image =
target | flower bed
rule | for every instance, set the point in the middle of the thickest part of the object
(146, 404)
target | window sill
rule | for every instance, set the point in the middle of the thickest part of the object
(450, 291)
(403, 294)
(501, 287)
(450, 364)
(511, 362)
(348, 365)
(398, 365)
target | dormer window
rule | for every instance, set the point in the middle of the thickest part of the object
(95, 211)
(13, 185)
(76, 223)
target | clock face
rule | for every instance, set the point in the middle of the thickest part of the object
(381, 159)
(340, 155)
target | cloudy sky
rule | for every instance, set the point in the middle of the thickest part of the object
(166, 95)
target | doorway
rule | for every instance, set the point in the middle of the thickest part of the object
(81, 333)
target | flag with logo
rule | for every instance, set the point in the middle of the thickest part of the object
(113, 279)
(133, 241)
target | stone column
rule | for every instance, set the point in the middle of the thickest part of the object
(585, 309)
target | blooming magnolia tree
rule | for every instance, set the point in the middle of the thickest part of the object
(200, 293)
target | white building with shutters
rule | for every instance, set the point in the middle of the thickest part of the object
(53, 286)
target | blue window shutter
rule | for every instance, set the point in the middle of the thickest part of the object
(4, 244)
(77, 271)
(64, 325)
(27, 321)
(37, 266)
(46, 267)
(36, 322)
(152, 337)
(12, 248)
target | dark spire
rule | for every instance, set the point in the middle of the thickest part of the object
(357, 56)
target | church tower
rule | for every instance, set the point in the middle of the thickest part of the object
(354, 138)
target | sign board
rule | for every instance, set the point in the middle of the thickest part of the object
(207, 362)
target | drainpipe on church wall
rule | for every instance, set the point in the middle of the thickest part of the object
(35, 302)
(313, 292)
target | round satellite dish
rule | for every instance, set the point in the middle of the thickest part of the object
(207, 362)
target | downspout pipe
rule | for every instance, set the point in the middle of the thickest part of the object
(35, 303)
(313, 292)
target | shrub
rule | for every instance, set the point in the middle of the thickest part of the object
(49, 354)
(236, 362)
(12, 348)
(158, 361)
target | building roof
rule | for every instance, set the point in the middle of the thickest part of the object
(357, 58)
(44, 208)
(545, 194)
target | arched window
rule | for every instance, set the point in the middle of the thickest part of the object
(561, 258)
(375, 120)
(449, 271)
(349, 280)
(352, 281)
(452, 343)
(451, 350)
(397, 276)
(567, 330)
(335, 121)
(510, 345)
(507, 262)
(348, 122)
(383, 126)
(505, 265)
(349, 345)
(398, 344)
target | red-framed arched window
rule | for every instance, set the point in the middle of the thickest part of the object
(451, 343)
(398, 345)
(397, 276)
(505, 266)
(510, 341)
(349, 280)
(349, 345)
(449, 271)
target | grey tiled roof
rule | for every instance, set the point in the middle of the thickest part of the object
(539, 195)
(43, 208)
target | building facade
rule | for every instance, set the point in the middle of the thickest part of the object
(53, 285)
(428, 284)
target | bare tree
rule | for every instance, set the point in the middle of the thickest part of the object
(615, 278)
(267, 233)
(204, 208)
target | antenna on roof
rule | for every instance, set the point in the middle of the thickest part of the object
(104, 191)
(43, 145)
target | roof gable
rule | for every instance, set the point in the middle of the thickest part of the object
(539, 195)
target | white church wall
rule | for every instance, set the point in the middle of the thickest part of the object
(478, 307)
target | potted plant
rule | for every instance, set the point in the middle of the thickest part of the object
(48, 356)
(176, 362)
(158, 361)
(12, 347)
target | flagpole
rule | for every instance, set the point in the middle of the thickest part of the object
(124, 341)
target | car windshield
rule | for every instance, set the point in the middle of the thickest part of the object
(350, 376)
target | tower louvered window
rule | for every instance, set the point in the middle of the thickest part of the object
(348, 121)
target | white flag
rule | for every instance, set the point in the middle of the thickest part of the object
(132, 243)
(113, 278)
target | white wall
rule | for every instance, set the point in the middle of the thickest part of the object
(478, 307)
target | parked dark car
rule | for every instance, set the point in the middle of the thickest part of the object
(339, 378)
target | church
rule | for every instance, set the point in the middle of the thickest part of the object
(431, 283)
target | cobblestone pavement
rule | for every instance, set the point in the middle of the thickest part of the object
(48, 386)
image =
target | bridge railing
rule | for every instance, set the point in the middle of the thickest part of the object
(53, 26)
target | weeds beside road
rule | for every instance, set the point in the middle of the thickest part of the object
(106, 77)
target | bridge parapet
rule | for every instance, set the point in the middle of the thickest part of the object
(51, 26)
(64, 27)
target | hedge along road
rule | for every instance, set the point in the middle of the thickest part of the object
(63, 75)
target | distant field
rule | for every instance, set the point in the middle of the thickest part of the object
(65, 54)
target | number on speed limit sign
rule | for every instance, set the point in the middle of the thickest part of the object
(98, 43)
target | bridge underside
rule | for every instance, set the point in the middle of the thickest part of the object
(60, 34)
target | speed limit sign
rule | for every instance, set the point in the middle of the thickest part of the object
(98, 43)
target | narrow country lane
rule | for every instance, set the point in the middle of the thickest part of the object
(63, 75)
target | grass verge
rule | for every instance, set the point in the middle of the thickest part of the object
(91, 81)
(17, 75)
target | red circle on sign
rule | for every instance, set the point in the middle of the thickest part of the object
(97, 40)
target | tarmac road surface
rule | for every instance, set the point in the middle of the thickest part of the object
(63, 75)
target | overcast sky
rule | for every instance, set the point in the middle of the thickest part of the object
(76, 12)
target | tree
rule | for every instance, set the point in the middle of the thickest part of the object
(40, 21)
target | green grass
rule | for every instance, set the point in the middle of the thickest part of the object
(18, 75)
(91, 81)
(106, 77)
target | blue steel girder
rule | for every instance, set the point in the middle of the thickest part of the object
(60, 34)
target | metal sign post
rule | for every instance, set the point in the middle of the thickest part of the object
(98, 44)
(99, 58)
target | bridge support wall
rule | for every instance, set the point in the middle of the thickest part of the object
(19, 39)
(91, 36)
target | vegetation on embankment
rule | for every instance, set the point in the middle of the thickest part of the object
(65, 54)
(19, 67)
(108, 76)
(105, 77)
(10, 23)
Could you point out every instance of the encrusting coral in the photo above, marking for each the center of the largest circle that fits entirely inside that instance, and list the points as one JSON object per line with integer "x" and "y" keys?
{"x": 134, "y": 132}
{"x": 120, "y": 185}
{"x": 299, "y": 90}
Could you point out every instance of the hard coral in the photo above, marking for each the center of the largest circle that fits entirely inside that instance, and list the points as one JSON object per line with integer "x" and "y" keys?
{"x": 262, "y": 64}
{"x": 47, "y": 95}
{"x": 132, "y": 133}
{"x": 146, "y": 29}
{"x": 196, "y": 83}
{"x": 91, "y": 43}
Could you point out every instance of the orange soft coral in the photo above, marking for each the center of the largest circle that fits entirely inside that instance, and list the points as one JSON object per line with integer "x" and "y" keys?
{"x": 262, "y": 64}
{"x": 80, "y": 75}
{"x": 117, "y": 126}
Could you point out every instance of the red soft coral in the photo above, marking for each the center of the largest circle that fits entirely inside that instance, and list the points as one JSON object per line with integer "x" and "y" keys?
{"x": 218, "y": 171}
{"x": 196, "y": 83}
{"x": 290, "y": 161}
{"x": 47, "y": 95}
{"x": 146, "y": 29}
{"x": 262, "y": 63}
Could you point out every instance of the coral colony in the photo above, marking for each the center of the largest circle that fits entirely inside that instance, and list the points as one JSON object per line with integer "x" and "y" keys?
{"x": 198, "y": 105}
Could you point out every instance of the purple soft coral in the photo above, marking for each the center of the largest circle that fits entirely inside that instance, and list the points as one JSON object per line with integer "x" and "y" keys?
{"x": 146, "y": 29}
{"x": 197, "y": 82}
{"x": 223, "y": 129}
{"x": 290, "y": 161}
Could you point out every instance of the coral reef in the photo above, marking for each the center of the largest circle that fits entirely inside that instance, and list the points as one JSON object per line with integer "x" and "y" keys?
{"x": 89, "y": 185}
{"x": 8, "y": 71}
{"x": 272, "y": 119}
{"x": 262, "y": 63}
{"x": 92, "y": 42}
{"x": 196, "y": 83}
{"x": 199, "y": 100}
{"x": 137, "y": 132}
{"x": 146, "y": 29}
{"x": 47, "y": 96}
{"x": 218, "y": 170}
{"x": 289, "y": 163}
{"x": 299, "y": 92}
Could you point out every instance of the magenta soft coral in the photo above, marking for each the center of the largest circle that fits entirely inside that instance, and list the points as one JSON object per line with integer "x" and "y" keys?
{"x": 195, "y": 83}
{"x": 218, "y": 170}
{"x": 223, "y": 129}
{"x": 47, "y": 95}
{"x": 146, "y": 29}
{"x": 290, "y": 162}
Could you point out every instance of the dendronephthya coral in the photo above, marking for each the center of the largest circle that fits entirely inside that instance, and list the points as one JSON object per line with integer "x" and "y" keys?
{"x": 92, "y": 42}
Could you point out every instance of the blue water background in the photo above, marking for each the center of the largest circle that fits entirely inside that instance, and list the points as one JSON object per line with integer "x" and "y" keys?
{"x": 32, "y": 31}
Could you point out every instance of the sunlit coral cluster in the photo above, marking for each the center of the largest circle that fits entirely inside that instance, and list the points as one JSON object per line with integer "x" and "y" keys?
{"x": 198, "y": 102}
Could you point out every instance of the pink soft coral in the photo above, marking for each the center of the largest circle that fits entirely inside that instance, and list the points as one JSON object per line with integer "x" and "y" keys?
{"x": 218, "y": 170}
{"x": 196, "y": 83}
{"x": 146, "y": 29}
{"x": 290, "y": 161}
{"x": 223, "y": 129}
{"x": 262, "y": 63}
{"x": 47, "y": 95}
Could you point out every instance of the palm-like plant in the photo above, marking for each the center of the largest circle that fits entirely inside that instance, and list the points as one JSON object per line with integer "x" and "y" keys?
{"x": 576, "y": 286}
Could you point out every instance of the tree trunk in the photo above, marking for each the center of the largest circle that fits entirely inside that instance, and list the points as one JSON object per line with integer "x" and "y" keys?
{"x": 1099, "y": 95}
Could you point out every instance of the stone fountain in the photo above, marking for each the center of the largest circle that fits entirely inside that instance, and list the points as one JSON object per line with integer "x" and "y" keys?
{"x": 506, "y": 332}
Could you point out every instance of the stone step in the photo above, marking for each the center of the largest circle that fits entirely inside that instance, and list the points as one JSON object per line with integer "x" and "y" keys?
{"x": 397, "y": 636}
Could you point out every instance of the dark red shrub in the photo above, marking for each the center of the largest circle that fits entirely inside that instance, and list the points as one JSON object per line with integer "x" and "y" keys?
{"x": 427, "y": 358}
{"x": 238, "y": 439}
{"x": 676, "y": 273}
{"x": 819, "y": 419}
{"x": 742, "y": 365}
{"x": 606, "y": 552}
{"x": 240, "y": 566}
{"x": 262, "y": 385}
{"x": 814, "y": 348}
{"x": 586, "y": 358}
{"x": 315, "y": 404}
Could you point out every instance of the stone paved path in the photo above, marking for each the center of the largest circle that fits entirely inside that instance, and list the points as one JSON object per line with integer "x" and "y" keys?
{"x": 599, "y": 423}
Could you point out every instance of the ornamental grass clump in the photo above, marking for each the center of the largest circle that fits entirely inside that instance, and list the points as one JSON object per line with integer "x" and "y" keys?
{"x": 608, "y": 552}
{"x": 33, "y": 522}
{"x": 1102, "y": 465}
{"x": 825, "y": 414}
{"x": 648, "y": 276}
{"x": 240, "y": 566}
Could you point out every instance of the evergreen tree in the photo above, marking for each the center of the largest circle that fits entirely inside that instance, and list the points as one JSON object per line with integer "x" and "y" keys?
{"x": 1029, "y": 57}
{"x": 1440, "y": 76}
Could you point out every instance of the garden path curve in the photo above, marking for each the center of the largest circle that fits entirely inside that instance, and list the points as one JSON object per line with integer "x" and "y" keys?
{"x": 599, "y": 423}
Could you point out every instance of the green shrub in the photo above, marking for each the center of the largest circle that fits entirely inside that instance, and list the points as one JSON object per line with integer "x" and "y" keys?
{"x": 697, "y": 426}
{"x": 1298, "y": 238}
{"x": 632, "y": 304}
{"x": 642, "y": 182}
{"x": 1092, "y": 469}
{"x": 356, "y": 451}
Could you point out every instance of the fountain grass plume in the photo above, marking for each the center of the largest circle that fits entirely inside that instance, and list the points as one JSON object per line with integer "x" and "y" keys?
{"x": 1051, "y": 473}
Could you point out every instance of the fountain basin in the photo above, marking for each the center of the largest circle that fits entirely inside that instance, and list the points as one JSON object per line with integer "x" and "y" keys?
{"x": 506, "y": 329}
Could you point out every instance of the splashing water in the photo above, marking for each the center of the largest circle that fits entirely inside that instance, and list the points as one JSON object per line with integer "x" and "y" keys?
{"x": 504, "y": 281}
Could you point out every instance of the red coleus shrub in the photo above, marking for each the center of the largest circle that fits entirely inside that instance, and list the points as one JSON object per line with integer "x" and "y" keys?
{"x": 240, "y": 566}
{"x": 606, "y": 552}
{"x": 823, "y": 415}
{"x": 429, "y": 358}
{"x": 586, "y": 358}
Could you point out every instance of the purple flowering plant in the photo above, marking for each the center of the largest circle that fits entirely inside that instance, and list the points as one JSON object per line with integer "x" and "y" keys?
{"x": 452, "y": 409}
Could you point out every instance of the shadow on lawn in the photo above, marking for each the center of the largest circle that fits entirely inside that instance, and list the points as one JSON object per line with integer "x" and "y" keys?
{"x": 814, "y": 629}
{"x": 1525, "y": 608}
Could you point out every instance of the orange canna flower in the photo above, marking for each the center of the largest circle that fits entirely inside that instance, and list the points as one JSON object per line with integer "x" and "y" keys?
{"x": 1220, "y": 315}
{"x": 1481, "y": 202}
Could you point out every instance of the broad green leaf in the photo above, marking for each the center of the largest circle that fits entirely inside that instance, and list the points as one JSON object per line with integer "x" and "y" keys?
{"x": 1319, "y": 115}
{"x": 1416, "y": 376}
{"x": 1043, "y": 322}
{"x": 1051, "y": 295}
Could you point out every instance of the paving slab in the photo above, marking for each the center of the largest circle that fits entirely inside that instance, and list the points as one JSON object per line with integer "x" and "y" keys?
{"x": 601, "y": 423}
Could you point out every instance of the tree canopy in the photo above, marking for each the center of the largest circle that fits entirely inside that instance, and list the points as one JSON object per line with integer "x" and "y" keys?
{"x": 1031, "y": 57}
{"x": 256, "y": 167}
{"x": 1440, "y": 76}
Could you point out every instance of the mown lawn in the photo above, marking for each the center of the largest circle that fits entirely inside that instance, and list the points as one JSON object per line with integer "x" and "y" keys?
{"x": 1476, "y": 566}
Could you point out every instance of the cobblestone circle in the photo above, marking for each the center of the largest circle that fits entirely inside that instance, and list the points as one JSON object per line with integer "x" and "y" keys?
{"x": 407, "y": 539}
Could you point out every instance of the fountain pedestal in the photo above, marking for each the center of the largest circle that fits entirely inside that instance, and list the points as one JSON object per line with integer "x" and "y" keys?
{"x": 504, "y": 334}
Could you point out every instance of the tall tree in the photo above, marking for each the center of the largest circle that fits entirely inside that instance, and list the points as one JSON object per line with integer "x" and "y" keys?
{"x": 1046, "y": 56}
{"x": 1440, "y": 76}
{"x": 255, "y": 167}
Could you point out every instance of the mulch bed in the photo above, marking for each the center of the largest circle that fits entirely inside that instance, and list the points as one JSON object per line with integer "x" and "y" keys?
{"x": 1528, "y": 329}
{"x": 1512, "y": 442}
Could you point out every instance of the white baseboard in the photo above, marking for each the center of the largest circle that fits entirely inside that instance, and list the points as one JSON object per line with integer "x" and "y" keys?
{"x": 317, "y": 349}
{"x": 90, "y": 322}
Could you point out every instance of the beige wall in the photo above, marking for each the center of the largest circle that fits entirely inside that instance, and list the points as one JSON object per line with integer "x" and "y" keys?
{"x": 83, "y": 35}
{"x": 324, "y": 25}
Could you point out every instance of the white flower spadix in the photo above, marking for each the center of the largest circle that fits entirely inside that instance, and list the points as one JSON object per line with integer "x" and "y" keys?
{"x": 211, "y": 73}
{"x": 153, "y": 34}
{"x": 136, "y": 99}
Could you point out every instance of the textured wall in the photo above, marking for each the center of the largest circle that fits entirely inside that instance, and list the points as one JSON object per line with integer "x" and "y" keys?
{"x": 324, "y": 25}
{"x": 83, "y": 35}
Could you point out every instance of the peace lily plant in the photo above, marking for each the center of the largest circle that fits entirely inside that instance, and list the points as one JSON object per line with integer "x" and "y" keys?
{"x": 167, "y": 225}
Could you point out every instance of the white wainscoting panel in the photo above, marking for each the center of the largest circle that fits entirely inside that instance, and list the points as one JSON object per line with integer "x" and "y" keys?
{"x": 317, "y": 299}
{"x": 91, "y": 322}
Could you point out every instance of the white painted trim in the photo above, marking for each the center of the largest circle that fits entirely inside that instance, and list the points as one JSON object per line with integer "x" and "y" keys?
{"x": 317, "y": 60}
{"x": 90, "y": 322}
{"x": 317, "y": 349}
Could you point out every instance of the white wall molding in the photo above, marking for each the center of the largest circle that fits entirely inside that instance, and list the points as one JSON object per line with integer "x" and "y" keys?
◆ ◆ ◆ ◆ ◆ ◆ ◆
### Short problem
Set down exactly what runs from the line with "Could you point out every instance of the white baseboard" to the last line of the data above, including both of those lines and no others.

### Response to the task
Could you point out every instance of the white baseboard in the photo above, marking for each the center of the largest circle that fits entirely inside that instance, and list the points as one JSON object per line with integer "x" and "y" keys?
{"x": 317, "y": 349}
{"x": 90, "y": 322}
Could you point out every instance of the beige wall in the photo above, marking for each the center of the largest circle that fits entirely inside that instance, and list the points as one JSON object per line with integer "x" and "y" keys?
{"x": 83, "y": 35}
{"x": 324, "y": 25}
Could you point out every instance of the white flower spadix in the photo above, marking for each the center of the largest circle that fits entirely inside that instance, and list the points as one JSON object per line with integer "x" and "y" keys?
{"x": 211, "y": 73}
{"x": 153, "y": 34}
{"x": 136, "y": 99}
Could you point out every instance of the textured wall in the photo above, marking for each the center of the largest circle that fits entirely inside that instance, and list the points as one JSON object per line with integer "x" and "y" keys?
{"x": 324, "y": 25}
{"x": 83, "y": 35}
Could you point out every instance of the peace lily plant in the photo above, marking for each the center of the largest circle that fits entirely inside that instance, and list the points as one JSON object per line with integer "x" and "y" keys?
{"x": 167, "y": 225}
Could you point out every instance of the white wainscoting panel in the photo above, marking for each the center of the largest circle that fits entirely inside that instance, and list the points as one JSON object per line with integer "x" and "y" keys?
{"x": 317, "y": 299}
{"x": 91, "y": 322}
Could you point out every instance of the white painted trim in the photo above, marking for each the center of the largest circle that fits entirely inside that instance, and list the points as one JSON object per line with integer "x" and "y" keys?
{"x": 317, "y": 60}
{"x": 90, "y": 322}
{"x": 317, "y": 349}
Could you point out every instance of the white wall molding in the photo above, marking for each the center of the largest circle that fits entirely inside that instance, and list the points as one JSON object per line with integer "x" and "y" keys?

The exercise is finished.